[Source material Boundary: Start]
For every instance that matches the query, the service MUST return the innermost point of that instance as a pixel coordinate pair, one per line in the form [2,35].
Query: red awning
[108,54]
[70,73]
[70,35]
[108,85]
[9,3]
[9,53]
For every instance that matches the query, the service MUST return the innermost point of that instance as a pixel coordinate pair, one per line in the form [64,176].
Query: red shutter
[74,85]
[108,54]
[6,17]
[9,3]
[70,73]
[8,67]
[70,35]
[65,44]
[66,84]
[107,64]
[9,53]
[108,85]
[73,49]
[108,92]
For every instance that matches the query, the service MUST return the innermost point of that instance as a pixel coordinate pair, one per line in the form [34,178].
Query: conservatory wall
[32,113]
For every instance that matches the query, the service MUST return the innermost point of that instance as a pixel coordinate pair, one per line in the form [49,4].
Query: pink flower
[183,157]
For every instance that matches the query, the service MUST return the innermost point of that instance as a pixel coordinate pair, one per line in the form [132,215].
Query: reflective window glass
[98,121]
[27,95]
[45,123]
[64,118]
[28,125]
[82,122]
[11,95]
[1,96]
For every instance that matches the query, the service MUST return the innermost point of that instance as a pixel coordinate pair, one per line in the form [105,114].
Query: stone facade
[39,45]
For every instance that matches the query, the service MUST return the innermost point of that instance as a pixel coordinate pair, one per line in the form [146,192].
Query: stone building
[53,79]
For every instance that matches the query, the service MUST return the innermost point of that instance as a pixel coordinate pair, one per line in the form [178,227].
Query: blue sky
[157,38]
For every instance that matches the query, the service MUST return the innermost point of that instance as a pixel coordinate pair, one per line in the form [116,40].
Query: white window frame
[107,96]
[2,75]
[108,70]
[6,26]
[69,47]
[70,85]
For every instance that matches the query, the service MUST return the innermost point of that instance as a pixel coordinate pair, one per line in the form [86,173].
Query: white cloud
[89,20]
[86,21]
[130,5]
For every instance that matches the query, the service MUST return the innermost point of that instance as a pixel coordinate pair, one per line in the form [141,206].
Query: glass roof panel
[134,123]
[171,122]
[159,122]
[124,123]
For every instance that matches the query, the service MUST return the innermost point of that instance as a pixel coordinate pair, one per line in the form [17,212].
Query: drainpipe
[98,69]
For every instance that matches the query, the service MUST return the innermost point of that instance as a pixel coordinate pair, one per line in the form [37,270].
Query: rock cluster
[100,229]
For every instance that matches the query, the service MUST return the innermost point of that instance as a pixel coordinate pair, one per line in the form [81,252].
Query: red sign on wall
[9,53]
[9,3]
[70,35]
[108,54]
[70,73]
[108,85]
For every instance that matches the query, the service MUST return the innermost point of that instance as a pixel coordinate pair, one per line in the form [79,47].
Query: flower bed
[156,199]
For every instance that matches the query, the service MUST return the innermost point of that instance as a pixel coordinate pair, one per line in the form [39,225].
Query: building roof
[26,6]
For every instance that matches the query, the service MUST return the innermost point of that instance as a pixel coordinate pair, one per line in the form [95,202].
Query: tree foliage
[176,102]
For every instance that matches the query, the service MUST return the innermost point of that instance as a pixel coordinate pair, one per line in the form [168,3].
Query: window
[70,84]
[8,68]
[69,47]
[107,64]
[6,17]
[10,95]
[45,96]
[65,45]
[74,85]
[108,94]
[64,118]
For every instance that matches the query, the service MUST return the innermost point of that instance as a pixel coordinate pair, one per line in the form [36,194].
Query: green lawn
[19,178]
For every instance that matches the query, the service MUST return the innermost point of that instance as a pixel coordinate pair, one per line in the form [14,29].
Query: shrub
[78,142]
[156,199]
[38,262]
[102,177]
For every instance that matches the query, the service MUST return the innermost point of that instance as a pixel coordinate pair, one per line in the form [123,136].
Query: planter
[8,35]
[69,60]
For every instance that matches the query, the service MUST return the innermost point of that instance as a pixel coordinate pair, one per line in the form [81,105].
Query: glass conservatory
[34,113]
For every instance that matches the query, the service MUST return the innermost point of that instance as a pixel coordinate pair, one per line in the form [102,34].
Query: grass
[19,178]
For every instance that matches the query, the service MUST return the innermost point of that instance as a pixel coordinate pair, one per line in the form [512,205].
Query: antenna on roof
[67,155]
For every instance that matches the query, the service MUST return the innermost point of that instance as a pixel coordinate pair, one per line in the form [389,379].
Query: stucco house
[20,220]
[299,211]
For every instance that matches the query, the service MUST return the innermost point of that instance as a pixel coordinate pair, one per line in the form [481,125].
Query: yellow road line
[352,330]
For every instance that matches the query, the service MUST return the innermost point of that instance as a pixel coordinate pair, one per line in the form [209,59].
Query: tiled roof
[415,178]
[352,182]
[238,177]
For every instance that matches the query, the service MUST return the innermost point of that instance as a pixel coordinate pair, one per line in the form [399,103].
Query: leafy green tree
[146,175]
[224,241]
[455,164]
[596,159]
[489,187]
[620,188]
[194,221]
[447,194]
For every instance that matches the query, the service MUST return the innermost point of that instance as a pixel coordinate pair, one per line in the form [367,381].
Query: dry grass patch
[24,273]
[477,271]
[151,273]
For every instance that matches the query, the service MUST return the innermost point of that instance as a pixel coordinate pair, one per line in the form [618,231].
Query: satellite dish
[Source material Boundary: End]
=== Requirement ===
The records are to be repeated in full, exactly as they stand.

=== Problem solution ===
For every instance that matches the query, the service MUST return the innermost point of that instance as a pixel coordinate pair, one per line in the form [2,35].
Query: red awning
[108,54]
[70,73]
[70,35]
[108,85]
[9,3]
[9,53]
For every instance that matches the query, the service MUST return the innermost point of that instance as a pixel coordinate pair, one per line in the form [64,176].
Query: red shutter
[74,85]
[108,54]
[6,17]
[9,3]
[70,73]
[8,67]
[70,35]
[65,44]
[66,84]
[107,64]
[9,53]
[108,85]
[73,49]
[108,92]
For every instance that matches the query, the service MUST return the innermost point of that instance as a pixel coordinate pair, one per line in the form [34,178].
Query: conservatory wall
[32,113]
For every instance that matches the query, the service MUST return the innermost point of that instance as a pixel coordinate pair, one per line in the form [49,4].
Query: pink flower
[183,157]
For every instance that matches the query, the service MUST return the innermost point of that instance as a pixel coordinate pair, one per line in the form [132,215].
Query: reflective window glass
[98,121]
[27,95]
[45,123]
[64,118]
[28,125]
[82,122]
[11,95]
[1,96]
For every instance that matches the query, the service MUST return the innermost point of that instance as a pixel coordinate pair, one per line in the form [105,114].
Query: stone facade
[39,45]
For every instance that matches the query, the service MUST return the innermost point of that instance as a pixel coordinate pair, one per line in the form [146,192].
Query: stone building
[53,79]
For every instance that matches the query, the service MUST return the innermost point of that instance as a pixel coordinate pair, one per line in the form [178,227].
Query: blue sky
[157,38]
For every instance that matches the query, the service MUST return the innermost point of that instance as a pixel coordinate pair, one per line in the form [116,40].
Query: white window frame
[107,96]
[2,75]
[108,70]
[6,26]
[69,47]
[70,85]
For every instance that matches the query, the service MUST return the innermost point of that instance as a pixel coordinate pair, one per line in the form [86,173].
Query: white cloud
[89,20]
[86,21]
[130,5]
For every instance that matches the query, the service MUST return the innermost point of that instance as a pixel coordinate pair, one per line in the form [141,206].
Query: glass roof panel
[134,123]
[171,122]
[159,122]
[124,123]
For every instance that matches the query, the service MUST return the innermost point of that instance as a pixel coordinate pair, one per line in the form [17,212].
Query: drainpipe
[98,69]
For every instance that matches the query, the service MUST return the innermost point of that instance as a pixel coordinate pair, one per line in the form [37,270].
Query: rock cluster
[100,229]
For every instance that matches the query, the service MUST return the innermost point of that instance as a pixel coordinate pair, one per line in the form [81,252].
Query: red sign on wall
[9,53]
[9,3]
[70,35]
[108,54]
[70,73]
[108,85]
For every instance that matches the query, the service MUST return the innermost point of that instance as a pixel coordinate pair, one per line in the form [79,47].
Query: flower bed
[156,199]
For every instance that matches the query, the service MUST return the innermost point of that instance as a pixel coordinate pair, one per line in the form [39,225].
Query: building roof
[26,6]
For every instance that matches the query, the service MUST return the innermost point of that instance as a pixel coordinate pair, one per line in the form [95,202].
Query: tree foliage
[176,102]
For every instance that matches the query, the service MUST return the innermost point of that instance as a pixel coordinate pair, one per line in the form [168,3].
Query: window
[70,84]
[8,68]
[69,47]
[107,64]
[6,17]
[10,95]
[45,96]
[65,45]
[74,85]
[108,94]
[64,118]
For every instance that matches the query, the service MUST return the innermost point of that instance as a pixel coordinate pair, one per line in the form [36,194].
Query: green lawn
[19,178]
For every instance that matches the query, the service MUST return the innermost point of that instance as a pixel coordinate pair, one per line in the form [14,29].
Query: shrub
[78,142]
[156,199]
[38,262]
[102,177]
For every instance that matches the query, the service MUST return the innermost point of that instance as a pixel coordinate pair, one per line in the form [123,136].
Query: planter
[8,35]
[69,60]
For every instance that matches the query, the service MUST return the innermost point of that instance as a pixel coordinate pair, one per line in the form [81,105].
Query: glass conservatory
[34,113]
For every instance that matches the query, the service MUST return the innermost point of that instance as a pixel coordinate pair, one per line in the form [102,34].
Query: grass
[19,178]
For every instance that matches the query, the service MUST return the innermost point of that instance as a pixel coordinate pair, one per line in the form [512,205].
Query: antenna on roof
[67,155]
For every instance that matches the query, the service MUST return the innermost point of that instance as a pixel coordinate pair, one per line in the form [389,379].
Query: stucco house
[20,220]
[299,211]
For every instance that matches the query, the service MUST return the innermost point of that instance as a pixel coordinate pair, one per line in the form [481,125].
Query: yellow road line
[352,330]
For every instance that matches the query, the service MUST return the innermost point of that instance as a pixel coordinate pair, one per line in the form [209,59].
Query: tiled roof
[415,178]
[352,182]
[238,177]
For every instance that matches the query, the service MUST return the innermost point of that instance as a pixel coordinate pair, one per line in the form [399,103].
Query: leafy green tree
[146,175]
[224,241]
[455,164]
[596,159]
[489,187]
[620,188]
[194,221]
[447,194]
For every instance that matches the query, the service MUST return the innermost point of that instance as a pixel coordinate pair, one per line in the form [367,381].
Query: dry grass patch
[24,273]
[477,271]
[151,273]
For every instance that matches the query, the service MUST return the innermost point of that instance as a pixel coordinate pair, one per line in the form [618,231].
Query: satellite dish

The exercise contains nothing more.